(Coordinate labeling rows)
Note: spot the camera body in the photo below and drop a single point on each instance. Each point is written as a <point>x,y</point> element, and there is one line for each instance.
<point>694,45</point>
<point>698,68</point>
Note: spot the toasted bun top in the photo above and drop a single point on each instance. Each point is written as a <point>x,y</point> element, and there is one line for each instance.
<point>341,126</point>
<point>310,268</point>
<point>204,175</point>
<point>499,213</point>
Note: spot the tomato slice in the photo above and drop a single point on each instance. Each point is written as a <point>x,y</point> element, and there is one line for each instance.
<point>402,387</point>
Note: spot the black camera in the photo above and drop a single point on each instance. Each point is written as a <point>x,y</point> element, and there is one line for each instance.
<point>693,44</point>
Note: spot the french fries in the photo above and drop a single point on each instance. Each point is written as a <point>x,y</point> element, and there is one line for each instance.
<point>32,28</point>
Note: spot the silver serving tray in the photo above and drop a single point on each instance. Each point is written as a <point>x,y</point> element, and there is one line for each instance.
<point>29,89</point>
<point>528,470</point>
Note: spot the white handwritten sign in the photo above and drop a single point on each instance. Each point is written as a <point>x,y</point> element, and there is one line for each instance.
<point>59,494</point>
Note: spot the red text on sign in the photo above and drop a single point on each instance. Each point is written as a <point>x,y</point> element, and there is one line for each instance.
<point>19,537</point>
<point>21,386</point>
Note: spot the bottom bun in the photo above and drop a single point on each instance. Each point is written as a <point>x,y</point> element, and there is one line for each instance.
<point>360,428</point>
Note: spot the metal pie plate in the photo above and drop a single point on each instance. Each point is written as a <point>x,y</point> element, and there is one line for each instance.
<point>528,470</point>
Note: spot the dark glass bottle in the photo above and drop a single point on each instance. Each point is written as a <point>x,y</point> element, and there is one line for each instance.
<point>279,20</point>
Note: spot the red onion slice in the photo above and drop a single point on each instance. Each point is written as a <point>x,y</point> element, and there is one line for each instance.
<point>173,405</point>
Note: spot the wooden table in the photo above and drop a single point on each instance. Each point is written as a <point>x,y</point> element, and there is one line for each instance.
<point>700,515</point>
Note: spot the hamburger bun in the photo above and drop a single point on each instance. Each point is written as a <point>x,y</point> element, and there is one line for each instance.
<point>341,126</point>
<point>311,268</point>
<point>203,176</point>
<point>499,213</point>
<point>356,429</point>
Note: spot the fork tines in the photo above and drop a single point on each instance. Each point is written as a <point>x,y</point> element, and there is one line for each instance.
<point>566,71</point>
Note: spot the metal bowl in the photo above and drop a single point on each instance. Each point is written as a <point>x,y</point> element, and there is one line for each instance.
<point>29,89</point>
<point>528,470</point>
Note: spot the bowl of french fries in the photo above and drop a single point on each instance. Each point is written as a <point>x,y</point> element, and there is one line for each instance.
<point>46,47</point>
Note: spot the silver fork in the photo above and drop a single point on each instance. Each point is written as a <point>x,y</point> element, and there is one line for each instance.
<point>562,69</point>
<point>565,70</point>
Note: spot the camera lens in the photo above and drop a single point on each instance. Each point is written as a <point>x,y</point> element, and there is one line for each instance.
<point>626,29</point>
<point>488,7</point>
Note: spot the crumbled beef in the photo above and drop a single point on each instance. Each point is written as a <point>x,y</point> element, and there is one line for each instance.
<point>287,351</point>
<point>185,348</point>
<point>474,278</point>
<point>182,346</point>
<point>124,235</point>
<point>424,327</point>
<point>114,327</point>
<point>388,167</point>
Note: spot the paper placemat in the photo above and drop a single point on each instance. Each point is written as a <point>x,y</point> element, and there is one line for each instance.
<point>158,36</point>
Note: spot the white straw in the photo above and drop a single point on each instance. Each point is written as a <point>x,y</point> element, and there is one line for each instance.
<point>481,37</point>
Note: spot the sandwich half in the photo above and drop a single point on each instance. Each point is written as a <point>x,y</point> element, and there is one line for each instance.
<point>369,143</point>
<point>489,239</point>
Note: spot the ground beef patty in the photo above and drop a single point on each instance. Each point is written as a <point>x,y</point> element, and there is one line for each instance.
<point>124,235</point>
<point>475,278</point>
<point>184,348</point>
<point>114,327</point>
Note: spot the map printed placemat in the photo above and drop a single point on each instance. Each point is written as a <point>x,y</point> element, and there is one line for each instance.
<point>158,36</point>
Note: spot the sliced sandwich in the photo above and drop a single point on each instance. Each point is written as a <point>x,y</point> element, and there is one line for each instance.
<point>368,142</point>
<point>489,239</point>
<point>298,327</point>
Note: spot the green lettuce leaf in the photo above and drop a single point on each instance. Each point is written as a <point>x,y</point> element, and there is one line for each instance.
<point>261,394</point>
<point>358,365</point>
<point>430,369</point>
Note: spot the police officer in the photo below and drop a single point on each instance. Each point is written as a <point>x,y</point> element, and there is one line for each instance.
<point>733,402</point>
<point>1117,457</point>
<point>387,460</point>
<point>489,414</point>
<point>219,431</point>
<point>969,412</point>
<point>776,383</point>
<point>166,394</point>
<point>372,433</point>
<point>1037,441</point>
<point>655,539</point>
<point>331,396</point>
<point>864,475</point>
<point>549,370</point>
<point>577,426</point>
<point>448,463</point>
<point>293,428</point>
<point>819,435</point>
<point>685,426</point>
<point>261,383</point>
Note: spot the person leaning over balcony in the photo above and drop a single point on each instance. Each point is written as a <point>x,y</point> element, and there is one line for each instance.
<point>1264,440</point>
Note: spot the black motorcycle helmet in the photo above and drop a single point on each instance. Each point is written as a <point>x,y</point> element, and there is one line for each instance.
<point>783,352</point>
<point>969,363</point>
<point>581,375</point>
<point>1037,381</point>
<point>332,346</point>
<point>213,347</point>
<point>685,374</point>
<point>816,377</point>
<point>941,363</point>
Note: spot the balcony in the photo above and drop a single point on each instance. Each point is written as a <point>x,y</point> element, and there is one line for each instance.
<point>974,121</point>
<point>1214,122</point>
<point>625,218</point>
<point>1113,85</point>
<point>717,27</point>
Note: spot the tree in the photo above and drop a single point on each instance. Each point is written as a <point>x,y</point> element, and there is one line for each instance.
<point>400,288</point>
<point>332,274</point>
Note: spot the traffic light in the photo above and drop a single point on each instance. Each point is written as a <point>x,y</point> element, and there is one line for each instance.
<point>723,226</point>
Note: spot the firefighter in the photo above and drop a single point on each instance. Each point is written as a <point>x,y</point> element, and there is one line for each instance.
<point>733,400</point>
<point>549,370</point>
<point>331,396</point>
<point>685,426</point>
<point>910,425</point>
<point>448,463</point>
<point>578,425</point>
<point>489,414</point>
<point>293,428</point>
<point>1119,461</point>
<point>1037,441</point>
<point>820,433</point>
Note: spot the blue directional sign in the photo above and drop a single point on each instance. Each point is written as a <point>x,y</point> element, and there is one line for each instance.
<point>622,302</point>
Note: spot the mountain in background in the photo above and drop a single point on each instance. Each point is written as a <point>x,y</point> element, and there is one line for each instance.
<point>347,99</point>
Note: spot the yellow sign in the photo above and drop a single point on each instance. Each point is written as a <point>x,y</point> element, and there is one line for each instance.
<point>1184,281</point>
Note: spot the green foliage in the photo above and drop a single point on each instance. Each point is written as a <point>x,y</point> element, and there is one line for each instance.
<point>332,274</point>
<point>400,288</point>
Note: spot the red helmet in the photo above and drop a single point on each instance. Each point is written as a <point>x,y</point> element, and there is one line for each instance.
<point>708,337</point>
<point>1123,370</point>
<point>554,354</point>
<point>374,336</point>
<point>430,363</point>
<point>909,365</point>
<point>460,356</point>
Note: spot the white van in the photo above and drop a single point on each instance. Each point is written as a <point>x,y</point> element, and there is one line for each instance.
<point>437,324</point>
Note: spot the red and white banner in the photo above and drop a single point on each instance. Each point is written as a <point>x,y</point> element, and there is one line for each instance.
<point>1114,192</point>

■ **WRITTEN TASK**
Render every line of the rows above as a JSON list of strings, with one string per line and any blank lines omitted.

■ **THE REPLY**
[
  "Note: spot the camera body in the photo below and drop a single point on each instance. Each point is written as a <point>x,y</point> element, and there is one line for each instance.",
  "<point>694,45</point>",
  "<point>698,68</point>",
  "Note: spot the toasted bun top in the photo above and drop a single point on each instance. Each point is written as a <point>x,y</point> element, and there is one line for each instance.",
  "<point>341,126</point>",
  "<point>310,268</point>",
  "<point>204,175</point>",
  "<point>499,213</point>",
  "Note: spot the tomato slice in the photo above and drop a single point on each instance. Each point is written as a <point>x,y</point> element, and there is one line for each instance.",
  "<point>402,387</point>",
  "Note: spot the black camera in the photo above and drop a single point on each instance. Each point is written as a <point>x,y</point> element, and there is one line for each instance.",
  "<point>693,44</point>",
  "Note: spot the french fries in the photo above and drop a single point on each instance. Each point is written as a <point>x,y</point> element, and there is one line for each instance.",
  "<point>32,28</point>",
  "Note: spot the silver serving tray in the photo above and drop a single point on each instance. Each point is written as a <point>x,y</point> element, and there is one line for each instance.",
  "<point>29,89</point>",
  "<point>528,470</point>",
  "Note: spot the white handwritten sign in the photo above and drop a single point on each instance. Each point is written as a <point>x,y</point> element, and there is one line for each instance.",
  "<point>59,494</point>",
  "Note: spot the red text on sign in the photo above and drop a single point on each instance. Each point is written as a <point>x,y</point> element, and there is one line for each instance.",
  "<point>19,537</point>",
  "<point>21,386</point>",
  "Note: spot the bottom bun in the photo above and drop a single point on each instance. Each point is written as a <point>x,y</point> element, and there is one line for each instance.",
  "<point>360,428</point>",
  "Note: spot the metal pie plate in the photo above and drop a single point on each instance. Each point is written as a <point>x,y</point> element, and there is one line for each instance.",
  "<point>528,470</point>",
  "Note: spot the dark glass bottle in the photo above and drop a single point on each instance. Each point is written as a <point>x,y</point> element, and there is one line for each instance.",
  "<point>279,20</point>",
  "Note: spot the red onion slice in the photo above and drop a single point on each instance. Each point is written as a <point>x,y</point> element, and there is one line for each instance.",
  "<point>173,405</point>",
  "Note: spot the wooden table in the photo above and drop a single point on each instance. Each point is written as a <point>x,y</point> element, and there is one line for each instance.",
  "<point>700,515</point>",
  "Note: spot the hamburger bun in the photo above and drop a single point on each instance. Each point is written as a <point>x,y</point> element, and there is one line for each instance.",
  "<point>341,126</point>",
  "<point>311,268</point>",
  "<point>203,176</point>",
  "<point>499,213</point>",
  "<point>356,429</point>",
  "Note: spot the fork tines in the photo above and drop a single point on each instance. Each point is written as a <point>x,y</point> element, and there is one line for each instance.",
  "<point>566,71</point>",
  "Note: spot the metal bowl in the photo above and drop a single point on each instance. Each point is written as a <point>x,y</point> element, and there is one line for each instance.",
  "<point>29,89</point>",
  "<point>528,470</point>",
  "Note: spot the bowl of french fries in the photo above and drop a single point on each instance. Each point is written as a <point>x,y</point> element, and there is one line for each instance.",
  "<point>46,47</point>",
  "Note: spot the silver fork in the photo above and drop a single point on each instance. Each point is written as a <point>x,y</point> element, and there is one line for each instance.",
  "<point>562,69</point>",
  "<point>565,70</point>",
  "Note: spot the camera lens in the photo above and drop a single point on each instance. Each point is written as a <point>x,y</point> element, and there is one line for each instance.",
  "<point>626,29</point>",
  "<point>488,7</point>",
  "Note: spot the crumbled beef in the photo above and drop a single point on each instance. Each point is written as a <point>x,y</point> element, and there is one line for each instance.",
  "<point>287,351</point>",
  "<point>185,348</point>",
  "<point>474,278</point>",
  "<point>182,346</point>",
  "<point>124,235</point>",
  "<point>424,327</point>",
  "<point>114,327</point>",
  "<point>388,167</point>",
  "Note: spot the paper placemat in the photo above and drop a single point on each instance. Each point is written as a <point>x,y</point> element, and there is one line for each instance.",
  "<point>158,36</point>",
  "Note: spot the white straw in the photo above and drop a single point on each instance. Each point is written as a <point>x,y</point> element, and there is one line for each instance.",
  "<point>481,37</point>",
  "Note: spot the sandwich half in the photo above and drop a single point on each instance. Each point is written as a <point>x,y</point> element, and there is one line for each instance.",
  "<point>369,143</point>",
  "<point>489,239</point>",
  "Note: spot the ground beef patty in the photo above and drop a single point on each instance. Each point is written as a <point>x,y</point> element, and there is one line for each instance.",
  "<point>124,235</point>",
  "<point>475,278</point>",
  "<point>184,348</point>",
  "<point>114,327</point>",
  "Note: spot the map printed placemat in the photo above and drop a single point on each instance. Each point is written as a <point>x,y</point> element, and there is one line for each instance.",
  "<point>158,36</point>",
  "Note: spot the sliced sandwich in the photo above and drop a single point on each instance. Each point is written as a <point>x,y</point> element, and there is one line for each instance.",
  "<point>368,142</point>",
  "<point>489,239</point>",
  "<point>298,327</point>",
  "Note: spot the green lettuce leaf in the photo above and drop a single point on each instance. Each point is written as a <point>x,y</point> element, and there is one line for each instance.",
  "<point>261,394</point>",
  "<point>358,365</point>",
  "<point>430,369</point>",
  "Note: spot the police officer in the photo below and drop a single point on each instance. Each point is written as a <point>x,y</point> element, and there is one line for each instance.",
  "<point>733,402</point>",
  "<point>1117,457</point>",
  "<point>387,460</point>",
  "<point>489,414</point>",
  "<point>219,431</point>",
  "<point>969,412</point>",
  "<point>776,383</point>",
  "<point>166,394</point>",
  "<point>372,433</point>",
  "<point>1037,441</point>",
  "<point>655,539</point>",
  "<point>331,396</point>",
  "<point>864,475</point>",
  "<point>549,370</point>",
  "<point>577,426</point>",
  "<point>448,463</point>",
  "<point>293,428</point>",
  "<point>819,435</point>",
  "<point>685,426</point>",
  "<point>261,383</point>",
  "Note: spot the person leaning over balcony in the photo above and drop a single point on each instance. Each point is written as a <point>x,y</point> element, and there is one line for each instance.",
  "<point>1264,440</point>",
  "Note: spot the black motorcycle helmet in the photo above and drop a single point on each instance. Each point is written as a <point>x,y</point> element, and there is one line for each instance.",
  "<point>783,352</point>",
  "<point>969,363</point>",
  "<point>581,375</point>",
  "<point>1037,381</point>",
  "<point>332,346</point>",
  "<point>213,347</point>",
  "<point>685,374</point>",
  "<point>816,377</point>",
  "<point>941,363</point>",
  "Note: spot the balcony in the photo above and drop a single point on each instance. Each point is written as a <point>x,y</point> element, and there is one line for each instance.",
  "<point>974,121</point>",
  "<point>1214,122</point>",
  "<point>625,218</point>",
  "<point>1113,85</point>",
  "<point>717,27</point>",
  "Note: spot the tree in the photo above and drop a single point on each instance. Each point is written as a <point>x,y</point> element, and there is one line for each instance.",
  "<point>400,288</point>",
  "<point>332,274</point>",
  "Note: spot the traffic light in the photo above and drop a single point on each instance. Each point is written as a <point>x,y</point> element, and there is one line for each instance.",
  "<point>723,226</point>",
  "Note: spot the firefighter in the photo above and drop a single point on each instance. Each point is written as a <point>x,y</point> element, and there is one line for each instance.",
  "<point>733,400</point>",
  "<point>549,370</point>",
  "<point>331,396</point>",
  "<point>685,426</point>",
  "<point>910,425</point>",
  "<point>448,463</point>",
  "<point>578,425</point>",
  "<point>489,414</point>",
  "<point>293,428</point>",
  "<point>1119,461</point>",
  "<point>1037,441</point>",
  "<point>820,433</point>",
  "Note: spot the blue directional sign in the photo above and drop a single point on each instance. Each point is written as a <point>x,y</point> element, and there is one line for each instance.",
  "<point>622,302</point>",
  "Note: spot the mountain in background in the photo above and drop a single point on each instance. Each point is written as a <point>x,y</point> element, and there is one line for each instance.",
  "<point>347,99</point>",
  "Note: spot the yellow sign in the photo above and drop a single point on each instance. Each point is written as a <point>x,y</point> element, and there is one line for each instance.",
  "<point>1184,281</point>",
  "Note: spot the green foliage in the photo above and drop a single point on each instance. Each point is written as a <point>x,y</point> element, and there is one line for each instance.",
  "<point>332,274</point>",
  "<point>400,288</point>",
  "Note: spot the red helmet in the photo above and drop a single point on each instance. Each point is written as a <point>x,y</point> element, and there is one line for each instance.",
  "<point>708,337</point>",
  "<point>1123,370</point>",
  "<point>554,354</point>",
  "<point>374,336</point>",
  "<point>430,363</point>",
  "<point>909,365</point>",
  "<point>460,356</point>",
  "Note: spot the white van in the photo above and drop a single point on each instance. Each point is written as a <point>x,y</point> element, and there is one line for each instance.",
  "<point>437,324</point>",
  "Note: spot the red and white banner in the photo above and drop a single point on each instance. Each point is written as a <point>x,y</point> element, and there is one line for each instance.",
  "<point>1114,192</point>"
]